- Input data
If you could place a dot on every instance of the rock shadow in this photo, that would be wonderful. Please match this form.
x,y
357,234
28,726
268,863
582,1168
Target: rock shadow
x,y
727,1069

- Work item
Only the data above, repeated exactly, should make up the reply.

- Written reply
If you could place a dot on every instance of the rock shadow in this photo, that would be wonderful. Please match this form.
x,y
357,234
28,726
268,863
582,1168
Target: rock shadow
x,y
727,1069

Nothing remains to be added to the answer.